Document segment:
One of the police officers says things like “we know you’re thieves” and “you’re not even gonna lie to us?” without any challenge from the other detectives or characters.

The Rom Baro (not as I read in the review, Rom Bro!) is a mean hard ass mafia-style mansion-living white guy. 

The Rroma pay tithes to him for “protection” and if they don’t, they’re punished.

The jerk detective says (towards the end) “next time someone tells you how these people are, believe them”.

Perhaps these seem small transgressions to you? I don’t really know. Perhaps you think I’m over-reacting, after all it was the white girls who killed the gypsy boy. That’s something that happens in real life all the time.

I do commend NBC for attempting to show the realities of the discrimination Rroma face—but I’m not sure they did a great job showing the truth of the situation without resorting to stereotypes (such as a fortune-telling mother, or ‘Rom-Baro’ who is mafia-esque). 

I don’t claim to know American Rom culture—but these people were supposedly “Hungarian Rroma”. I am, at least in part, Hungarian Rroma. I have never heard the term “Rom Baro” and wikipedia has four lines to say on the matter, all sourced from rather dubious places. 

Growing up we had a Baro or a Baro Rom (big man). To call him  a Rom Baro would be a “man big”, which just seems wrong. Of course, I can’t say for certain—maybe there’s a reason for it, but I’ve never heard it before until this show. Even Ronald Lee’s dictionary of Kalderas (American) - English does not list a Rom Baro (instead lists either Baro alone (ie: Toma si o Baro ando Chikago - Tom is the honcho in Chicago), or Baro Shato (big shot, super honcho). But, these semantics aren’t really the issue I have with these types of show.

Even when they attempt to do us a “favour” by attempting to portray our culture in a good light, it’s riddled with stereotypes and discrimination.

Exercise requirements:
In the commentary on the show's portrayal of Rroma, condense the paragraph beginning "Growing up we had a Baro" into a short bulleted list that keeps its main facts.

Record extracts:

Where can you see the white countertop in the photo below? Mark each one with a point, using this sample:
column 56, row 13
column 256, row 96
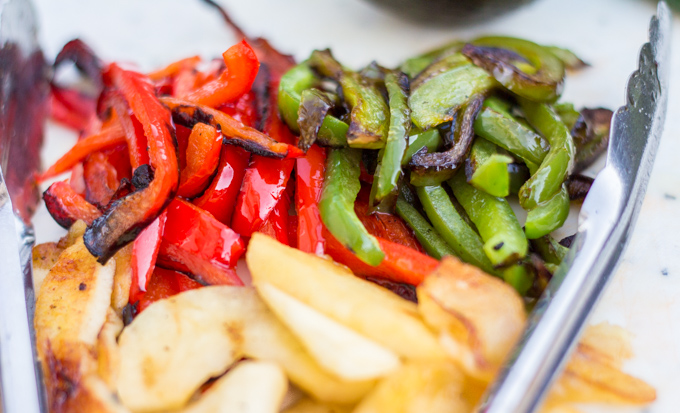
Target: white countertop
column 643, row 296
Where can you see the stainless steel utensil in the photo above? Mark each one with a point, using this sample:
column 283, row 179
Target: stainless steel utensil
column 606, row 222
column 23, row 91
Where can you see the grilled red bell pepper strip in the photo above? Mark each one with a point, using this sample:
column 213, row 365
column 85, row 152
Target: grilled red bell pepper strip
column 101, row 180
column 235, row 133
column 66, row 206
column 276, row 224
column 202, row 157
column 265, row 179
column 164, row 284
column 220, row 197
column 111, row 134
column 194, row 241
column 401, row 264
column 129, row 215
column 310, row 172
column 71, row 107
column 144, row 254
column 242, row 67
column 174, row 68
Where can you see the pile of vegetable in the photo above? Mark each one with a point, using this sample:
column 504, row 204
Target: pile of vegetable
column 385, row 170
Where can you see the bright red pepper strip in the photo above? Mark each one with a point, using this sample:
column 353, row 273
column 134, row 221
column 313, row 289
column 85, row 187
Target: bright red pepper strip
column 276, row 225
column 174, row 68
column 144, row 254
column 401, row 264
column 101, row 179
column 111, row 134
column 195, row 241
column 164, row 284
column 220, row 197
column 66, row 206
column 129, row 215
column 242, row 67
column 310, row 172
column 202, row 157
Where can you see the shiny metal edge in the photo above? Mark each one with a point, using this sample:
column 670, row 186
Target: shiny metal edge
column 19, row 371
column 606, row 222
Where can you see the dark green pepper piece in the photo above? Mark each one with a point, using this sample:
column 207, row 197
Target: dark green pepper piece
column 333, row 131
column 548, row 216
column 436, row 100
column 428, row 237
column 453, row 228
column 504, row 240
column 430, row 139
column 523, row 67
column 314, row 106
column 389, row 171
column 341, row 186
column 487, row 170
column 369, row 114
column 556, row 165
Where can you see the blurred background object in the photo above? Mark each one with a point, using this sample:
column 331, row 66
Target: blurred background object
column 446, row 12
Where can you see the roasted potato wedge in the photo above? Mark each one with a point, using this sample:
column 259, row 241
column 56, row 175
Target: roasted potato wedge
column 71, row 309
column 479, row 318
column 307, row 405
column 250, row 387
column 419, row 386
column 333, row 290
column 335, row 347
column 178, row 343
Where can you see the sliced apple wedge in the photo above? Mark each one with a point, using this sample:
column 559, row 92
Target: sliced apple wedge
column 335, row 347
column 334, row 291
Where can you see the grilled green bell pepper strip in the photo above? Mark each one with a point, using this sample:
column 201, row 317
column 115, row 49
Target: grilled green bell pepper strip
column 487, row 170
column 336, row 206
column 519, row 173
column 525, row 68
column 430, row 139
column 428, row 237
column 387, row 174
column 301, row 77
column 557, row 164
column 506, row 132
column 448, row 222
column 549, row 249
column 314, row 107
column 519, row 277
column 415, row 65
column 504, row 240
column 436, row 100
column 548, row 216
column 369, row 114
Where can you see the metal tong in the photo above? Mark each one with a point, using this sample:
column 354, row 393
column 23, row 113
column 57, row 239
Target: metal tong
column 606, row 221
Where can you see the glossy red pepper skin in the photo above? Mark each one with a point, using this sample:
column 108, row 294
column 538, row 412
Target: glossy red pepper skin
column 144, row 254
column 266, row 178
column 401, row 264
column 202, row 159
column 66, row 206
column 220, row 197
column 194, row 241
column 164, row 284
column 101, row 180
column 126, row 217
column 112, row 134
column 71, row 108
column 242, row 67
column 310, row 172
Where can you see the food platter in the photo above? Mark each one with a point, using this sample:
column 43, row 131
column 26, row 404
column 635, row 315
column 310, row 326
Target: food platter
column 336, row 46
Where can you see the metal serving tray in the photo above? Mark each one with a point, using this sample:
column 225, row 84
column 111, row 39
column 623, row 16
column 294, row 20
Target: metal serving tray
column 606, row 221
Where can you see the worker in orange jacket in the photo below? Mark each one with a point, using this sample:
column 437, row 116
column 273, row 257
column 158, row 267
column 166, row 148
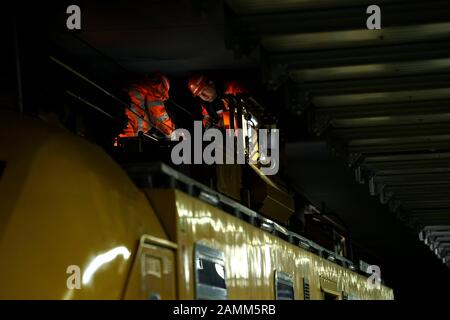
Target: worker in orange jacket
column 147, row 109
column 215, row 105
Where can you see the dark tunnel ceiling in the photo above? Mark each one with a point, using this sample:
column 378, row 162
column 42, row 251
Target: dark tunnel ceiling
column 380, row 98
column 144, row 36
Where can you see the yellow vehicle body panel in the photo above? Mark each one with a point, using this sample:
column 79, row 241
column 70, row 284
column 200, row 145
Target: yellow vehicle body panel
column 251, row 255
column 64, row 202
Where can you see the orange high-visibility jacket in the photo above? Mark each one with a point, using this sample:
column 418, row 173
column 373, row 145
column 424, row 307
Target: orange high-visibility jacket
column 147, row 108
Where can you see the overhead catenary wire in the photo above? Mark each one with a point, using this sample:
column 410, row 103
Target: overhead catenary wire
column 70, row 93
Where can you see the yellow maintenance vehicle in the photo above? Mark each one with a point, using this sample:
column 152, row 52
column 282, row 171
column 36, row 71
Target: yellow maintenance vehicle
column 66, row 207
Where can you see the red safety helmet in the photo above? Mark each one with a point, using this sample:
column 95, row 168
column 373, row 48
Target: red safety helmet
column 196, row 83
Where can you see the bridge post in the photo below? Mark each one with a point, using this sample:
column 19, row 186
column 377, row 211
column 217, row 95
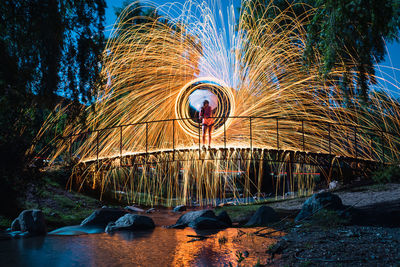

Answer to this problem:
- Growing up, I knew a leader as a Baro or Baro Rom ("big man"); "Rom Baro" would mean "man big," which seems wrong.
- I cannot be certain there is no reason for the term, but I never heard it before this show.
- Ronald Lee's Kalderas (American)–English dictionary has no "Rom Baro." It lists "Baro" alone ("honcho") or "Baro Shato" ("big shot, super honcho").
- These semantics are not my main objection to such shows.